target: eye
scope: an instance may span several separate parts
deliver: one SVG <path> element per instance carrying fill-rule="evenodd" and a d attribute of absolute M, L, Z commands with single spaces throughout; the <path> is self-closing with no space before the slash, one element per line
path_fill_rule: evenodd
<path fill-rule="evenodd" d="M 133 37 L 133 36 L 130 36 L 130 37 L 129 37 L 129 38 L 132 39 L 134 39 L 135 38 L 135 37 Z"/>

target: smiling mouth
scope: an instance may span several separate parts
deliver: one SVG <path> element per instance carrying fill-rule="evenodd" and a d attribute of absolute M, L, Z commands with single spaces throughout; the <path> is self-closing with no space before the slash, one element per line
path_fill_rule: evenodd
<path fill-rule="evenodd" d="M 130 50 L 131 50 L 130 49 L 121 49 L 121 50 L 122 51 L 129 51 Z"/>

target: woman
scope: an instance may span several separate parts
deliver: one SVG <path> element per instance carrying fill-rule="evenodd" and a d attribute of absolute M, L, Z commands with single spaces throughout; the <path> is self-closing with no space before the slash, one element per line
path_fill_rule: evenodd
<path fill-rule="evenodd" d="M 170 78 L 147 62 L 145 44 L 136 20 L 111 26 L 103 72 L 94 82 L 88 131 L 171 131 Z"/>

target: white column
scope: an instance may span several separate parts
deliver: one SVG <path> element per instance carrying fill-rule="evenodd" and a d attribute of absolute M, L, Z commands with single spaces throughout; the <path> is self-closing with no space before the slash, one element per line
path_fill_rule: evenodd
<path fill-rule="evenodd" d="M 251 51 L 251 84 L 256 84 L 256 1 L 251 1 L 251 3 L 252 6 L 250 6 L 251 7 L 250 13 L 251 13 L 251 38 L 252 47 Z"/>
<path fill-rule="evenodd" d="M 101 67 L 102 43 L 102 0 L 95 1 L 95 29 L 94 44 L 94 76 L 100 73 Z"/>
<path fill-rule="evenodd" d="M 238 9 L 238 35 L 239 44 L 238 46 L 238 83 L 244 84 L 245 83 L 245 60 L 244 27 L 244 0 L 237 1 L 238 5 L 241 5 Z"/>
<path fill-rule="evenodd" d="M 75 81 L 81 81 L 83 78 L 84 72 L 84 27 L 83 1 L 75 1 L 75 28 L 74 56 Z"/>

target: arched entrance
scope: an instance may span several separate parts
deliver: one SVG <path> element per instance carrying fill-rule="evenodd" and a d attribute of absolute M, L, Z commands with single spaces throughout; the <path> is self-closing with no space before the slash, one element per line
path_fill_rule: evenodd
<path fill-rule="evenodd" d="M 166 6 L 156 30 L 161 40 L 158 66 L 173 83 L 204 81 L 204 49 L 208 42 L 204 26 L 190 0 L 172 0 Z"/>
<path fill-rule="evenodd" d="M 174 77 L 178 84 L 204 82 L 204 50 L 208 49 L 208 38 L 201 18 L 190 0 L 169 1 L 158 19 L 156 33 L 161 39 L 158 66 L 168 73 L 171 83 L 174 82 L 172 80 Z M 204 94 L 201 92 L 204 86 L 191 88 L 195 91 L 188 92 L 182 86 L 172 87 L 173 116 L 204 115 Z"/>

################

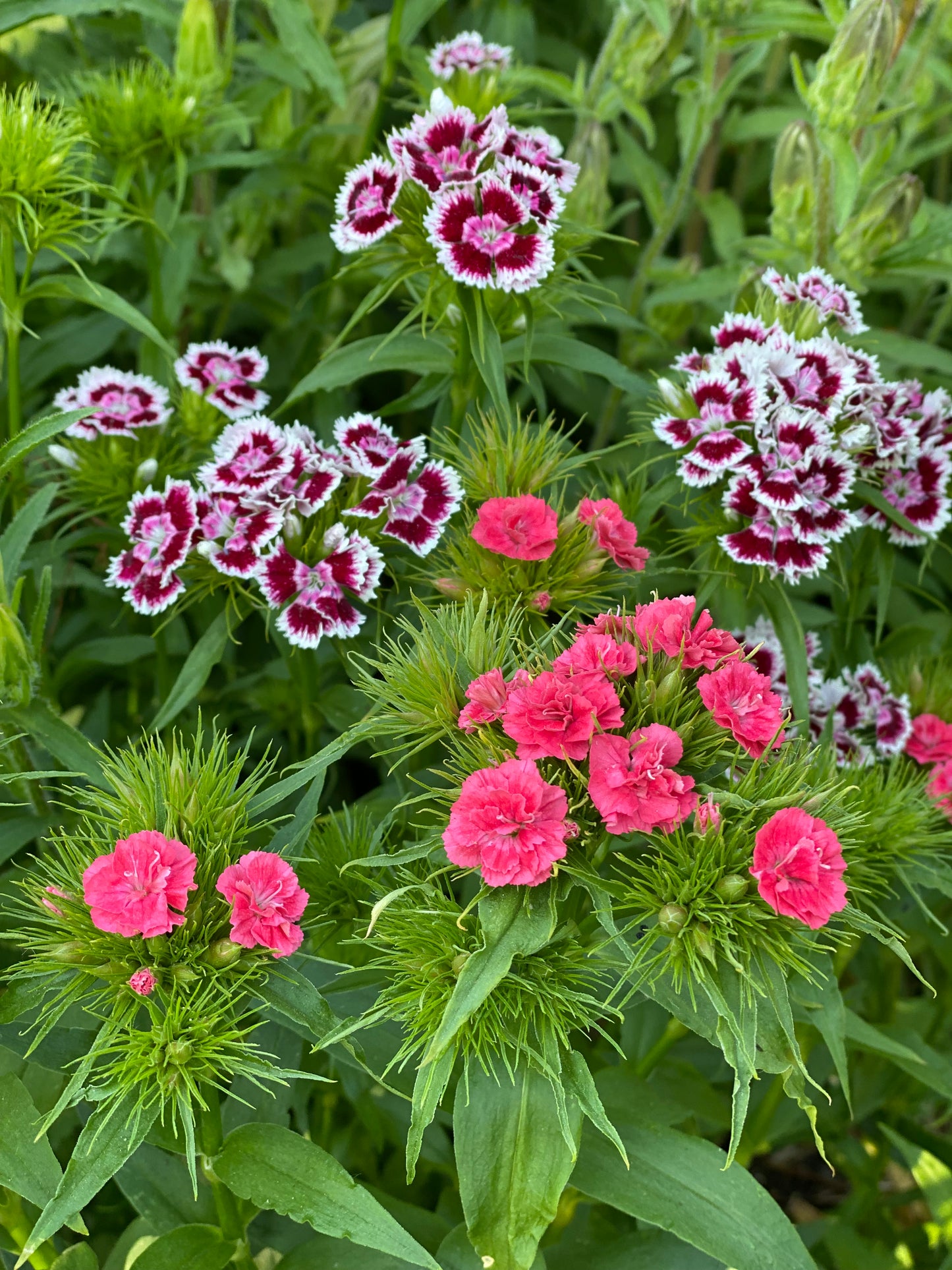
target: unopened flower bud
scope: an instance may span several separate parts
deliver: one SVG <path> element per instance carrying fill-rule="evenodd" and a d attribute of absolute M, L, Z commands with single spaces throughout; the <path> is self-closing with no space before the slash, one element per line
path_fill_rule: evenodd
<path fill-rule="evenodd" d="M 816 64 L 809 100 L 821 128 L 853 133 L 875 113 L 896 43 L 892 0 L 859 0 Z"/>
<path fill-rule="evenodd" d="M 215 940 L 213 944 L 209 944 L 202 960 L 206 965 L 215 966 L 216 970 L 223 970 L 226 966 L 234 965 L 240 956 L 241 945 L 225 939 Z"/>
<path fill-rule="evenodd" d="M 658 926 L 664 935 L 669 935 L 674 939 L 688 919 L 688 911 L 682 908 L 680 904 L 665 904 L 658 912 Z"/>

################

# OBJECTIVE:
Rewrite the lines that open with the line containing "target: eye" and close with the line containing "130 50 L 131", requests included. Offset every path coordinate in their answers by -17.

# FULL SOLUTION:
target: eye
scope: an instance may span several separate parts
deliver: one SVG <path> element per instance carrying fill-rule="evenodd" and a d attribute of absolute M, L, Z commands with single spaces throughout; the <path> is self-closing with no space before the slash, one element per line
path_fill_rule: evenodd
<path fill-rule="evenodd" d="M 116 20 L 116 19 L 113 19 L 113 20 L 112 20 L 112 21 L 115 22 L 117 22 L 118 21 L 118 20 Z"/>

target: smiling mouth
scope: an instance may span several separate parts
deliver: one SVG <path> element per instance carrying fill-rule="evenodd" and a d attribute of absolute M, L, Z commands with single spaces throughout; the <path> is self-closing with no space before the slash, one element per line
path_fill_rule: evenodd
<path fill-rule="evenodd" d="M 113 33 L 114 33 L 113 32 L 104 32 L 104 33 L 105 34 L 112 34 Z"/>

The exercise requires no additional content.